#### Region pointing data:
§

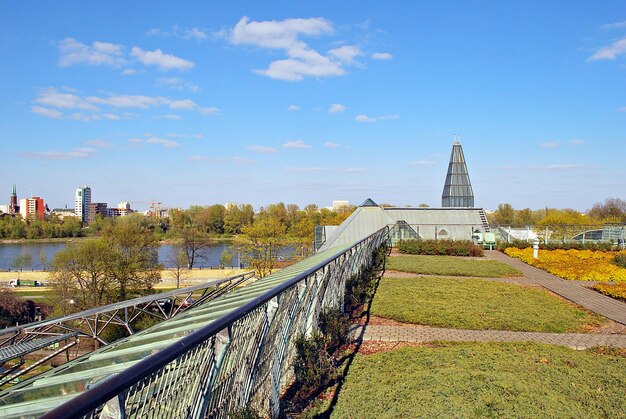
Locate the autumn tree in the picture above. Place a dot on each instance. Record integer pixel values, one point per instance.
(178, 266)
(611, 210)
(261, 243)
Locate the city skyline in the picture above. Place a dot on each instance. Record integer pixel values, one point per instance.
(195, 104)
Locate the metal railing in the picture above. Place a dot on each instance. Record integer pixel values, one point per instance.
(18, 341)
(241, 360)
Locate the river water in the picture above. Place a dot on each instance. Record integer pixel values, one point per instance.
(40, 251)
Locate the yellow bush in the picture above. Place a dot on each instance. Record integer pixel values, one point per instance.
(584, 265)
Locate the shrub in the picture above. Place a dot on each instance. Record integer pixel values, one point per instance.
(313, 367)
(584, 265)
(572, 245)
(620, 260)
(334, 326)
(617, 291)
(439, 247)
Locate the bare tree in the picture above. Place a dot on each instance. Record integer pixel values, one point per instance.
(179, 266)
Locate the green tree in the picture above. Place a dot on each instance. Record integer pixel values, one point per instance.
(136, 266)
(261, 243)
(21, 262)
(82, 273)
(179, 266)
(611, 210)
(504, 215)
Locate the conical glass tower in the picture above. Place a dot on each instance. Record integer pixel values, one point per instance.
(457, 191)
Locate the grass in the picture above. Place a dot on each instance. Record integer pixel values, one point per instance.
(465, 303)
(475, 379)
(450, 265)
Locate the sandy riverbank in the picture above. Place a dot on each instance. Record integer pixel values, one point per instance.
(193, 277)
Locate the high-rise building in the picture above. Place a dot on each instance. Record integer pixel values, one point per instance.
(82, 203)
(457, 191)
(14, 206)
(32, 208)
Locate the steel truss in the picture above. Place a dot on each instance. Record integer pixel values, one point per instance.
(242, 359)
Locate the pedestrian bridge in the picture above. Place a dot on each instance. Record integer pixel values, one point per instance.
(228, 353)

§

#### Goal of the exercise:
In the copy, each entry above must match exactly, and no picture may be carried over.

#### Response to this exercise:
Locate the autumn tree in the picture above. Place a dot on each instance. Record integer pixel values, one point per instance.
(178, 266)
(611, 210)
(261, 243)
Locate the city skyline in the picture above. Place a dot on each instance. Record integer pixel values, one point per instance.
(195, 104)
Locate the metal railing in the picture above. Place a dot on each instance. Record integer pixel values, one point per instance.
(18, 341)
(241, 360)
Locate the river water in the picture above. Place a dot on each instance. Record integer pixel values, one point per instance.
(40, 251)
Locate the yellow bush in the picture above. Place a dot on each instance. Record integer pixel values, one point per instance.
(584, 265)
Locate the shrub in the picture above. Place a dot on each instance. Record integer pixel values, one point per instance.
(313, 367)
(584, 265)
(572, 245)
(620, 260)
(334, 326)
(617, 291)
(439, 247)
Locate the bare tree in the picture above. Place a dot on each instance. Record integer pixel values, one point per instance.
(179, 266)
Locate the green tree in the picture above. Place a dot on each instance. Record integer pixel values, one point per instance.
(136, 266)
(261, 243)
(21, 262)
(82, 273)
(179, 266)
(611, 210)
(504, 215)
Locate the conical glass tower in the picture above. Place a dot on each instance. Record integer pixel values, one point per instance.
(457, 191)
Locate the grass in the picture above. Place a dot on each instance. Record integer pixel values, one point per instance.
(465, 303)
(475, 379)
(450, 265)
Locate the sandy riverbank in the picture above. Place a dot on each instance. Record integer pixel values, one point per instance.
(193, 277)
Locate the high-rise building in the picture above. Place a dot on each instance. Record integer pixel values, one point per instance.
(82, 203)
(457, 191)
(14, 206)
(32, 208)
Locate the steel truss in the picture above. Place a dot on each instance. Record integer pixel values, one point per instance.
(242, 359)
Locate the pedestrian bridge in the picture above. Place a dot on each instance. Record integer pixel values, one point per instance.
(228, 353)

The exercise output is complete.